-- START Page --

Why Do We Get Angry With Our Kids?

by David Durovy, Editor-in-Chief, Post Parenting Toolbox Series
(If It Doesn't Work, Don't Do It Louder)

Our 19-year-old adopted son has an almost imperceptible window of tolerance. It is small. Tiny actually.  Anything and everything seems to push him into anger. We are sick and tired of his angry responses. Give us a break, oh Lawd!

To be honest, son only has 3 difficult times during the day: waking up, going to bed and everything in between. But it is the anger that makes us angry. So I begin to wonder, “Why do we get angry with son when we know he is going to respond with anger, and 9 out of 10 times not do what we ask? Is anger the most powerful tool we have in our parenting toolbox? Is it the only tool we have? Is it just the last straw that we run to when all diplomacy fails and we don’t want to start a physical war? What would happen if we did not get angry? And why on earth is our anger ok and son’s is not?

It’s not like anger sneaks up on us unannounced. Sure, we all have our moments when some trigger throws us into a raging maniac (well, at least I have) and we stand by speechless wondering where that came from. Most times we see the progression, which starts somewhere in our stomach or face, with neutral to irritated tonality, volume increases (if it doesn’t work, do it louder), followed by repeated instructions, then onto shame, blame and threats, finally if no action by child, punishment, physical touch, grab, shove or worse.

-- END Page --
-- START Supplied material --

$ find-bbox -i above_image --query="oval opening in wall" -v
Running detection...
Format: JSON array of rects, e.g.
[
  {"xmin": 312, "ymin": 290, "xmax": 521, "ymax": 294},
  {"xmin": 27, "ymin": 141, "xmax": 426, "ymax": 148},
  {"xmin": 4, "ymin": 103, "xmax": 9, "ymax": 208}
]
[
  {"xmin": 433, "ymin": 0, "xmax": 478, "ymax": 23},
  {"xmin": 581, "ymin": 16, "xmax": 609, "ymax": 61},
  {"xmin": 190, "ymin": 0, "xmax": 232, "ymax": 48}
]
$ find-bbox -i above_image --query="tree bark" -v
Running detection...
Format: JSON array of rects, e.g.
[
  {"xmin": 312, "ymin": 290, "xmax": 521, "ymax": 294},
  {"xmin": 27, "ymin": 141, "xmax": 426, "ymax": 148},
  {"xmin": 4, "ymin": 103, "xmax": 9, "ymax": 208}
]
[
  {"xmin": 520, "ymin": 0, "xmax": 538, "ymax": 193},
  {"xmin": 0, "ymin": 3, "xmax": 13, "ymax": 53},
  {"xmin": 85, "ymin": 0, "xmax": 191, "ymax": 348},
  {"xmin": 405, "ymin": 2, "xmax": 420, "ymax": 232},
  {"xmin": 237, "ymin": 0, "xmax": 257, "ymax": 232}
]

-- END Supplied material --

#### [Required tasks]
**1.** Present every line of the listing above as a numbered list, leaving out any blank lines.
**2.** Carry the essay on why parents get angry with their kids forward, writing on from its final sentence.

#### [Per-task answers]
**1.**
1. $ find-bbox -i above_image --query="oval opening in wall" -v
2. Running detection...
3. Format: JSON array of rects, e.g.
4. [
5.   {"xmin": 312, "ymin": 290, "xmax": 521, "ymax": 294},
6.   {"xmin": 27, "ymin": 141, "xmax": 426, "ymax": 148},
7.   {"xmin": 4, "ymin": 103, "xmax": 9, "ymax": 208}
8. ]
9. [
10.   {"xmin": 433, "ymin": 0, "xmax": 478, "ymax": 23},
11.   {"xmin": 581, "ymin": 16, "xmax": 609, "ymax": 61},
12.   {"xmin": 190, "ymin": 0, "xmax": 232, "ymax": 48}
13. ]
14. $ find-bbox -i above_image --query="tree bark" -v
15. Running detection...
16. Format: JSON array of rects, e.g.
17. [
18.   {"xmin": 312, "ymin": 290, "xmax": 521, "ymax": 294},
19.   {"xmin": 27, "ymin": 141, "xmax": 426, "ymax": 148},
20.   {"xmin": 4, "ymin": 103, "xmax": 9, "ymax": 208}
21. ]
22. [
23.   {"xmin": 520, "ymin": 0, "xmax": 538, "ymax": 193},
24.   {"xmin": 0, "ymin": 3, "xmax": 13, "ymax": 53},
25.   {"xmin": 85, "ymin": 0, "xmax": 191, "ymax": 348},
26.   {"xmin": 405, "ymin": 2, "xmax": 420, "ymax": 232},
27.   {"xmin": 237, "ymin": 0, "xmax": 257, "ymax": 232}
28. ]

**2.**
I have my reasons and excuses about being sick and tired of being sick and tired, and after 14 years you’d think that son would finally get that dad & mom love him, etc. But what is, is. I with my small brain cannot seem figure out that a storm is coming. Son gets angry (yellow flag-Red Alert, Danger Will Robinson, Danger),  so being sick and tired of being sick and tired I get angry and voila—the storm comes. Darn that kid, can’t he control his anger any better than that?

So I wonder, why do parents get angry? Why do you yell at your kids even when you know that it doesn’t help or heal. Why? If we adults can’t control ourselves, how can we expect our traumatized kids with faulty wiring to do any better? I have my suspicions, but I’d like to hear from you.

Let us know why do you get angry with your kids, and what's your secret to "doing better/yelling less", or is yelling just ok with you?

Comments

  1. I never ever want to yell at my kid but sometimes when she just doesn’t listen and I’m already tired or frustrated about something or under pressure from someone I end up yelling at my kid and it hurts me so much when she complies after I’ve yelled. I end up crying and apologizing to her and doing something to make up to her instead. What I try to do is to make sure I don’t let tensions from other places and people get in between us. When I’m with my daughter I don’t think about other things in my life and that actually helps me remain so much more calm and happy even when she’s “rebelling”.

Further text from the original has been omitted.